Start

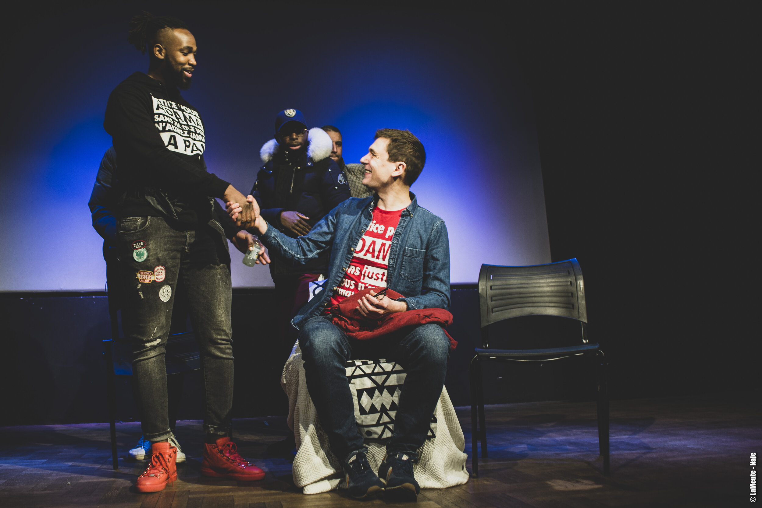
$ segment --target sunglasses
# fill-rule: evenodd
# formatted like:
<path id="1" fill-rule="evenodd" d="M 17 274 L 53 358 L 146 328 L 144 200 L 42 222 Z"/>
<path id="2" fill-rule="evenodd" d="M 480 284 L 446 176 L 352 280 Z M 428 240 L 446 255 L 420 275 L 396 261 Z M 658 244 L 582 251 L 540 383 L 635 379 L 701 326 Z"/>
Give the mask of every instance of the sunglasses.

End

▶ _EXERCISE_: Please copy out the items above word for word, leaving out the pictures.

▶ _EXERCISE OUTPUT_:
$ segment --target sunglasses
# fill-rule: evenodd
# formatted like:
<path id="1" fill-rule="evenodd" d="M 17 274 L 53 358 L 146 328 L 144 200 L 42 222 Z"/>
<path id="2" fill-rule="evenodd" d="M 480 284 L 446 176 L 352 280 Z M 428 240 L 446 255 L 420 275 L 396 261 Z M 658 244 L 582 251 L 540 383 L 635 379 L 701 326 Z"/>
Give the mask of every instance of the sunglasses.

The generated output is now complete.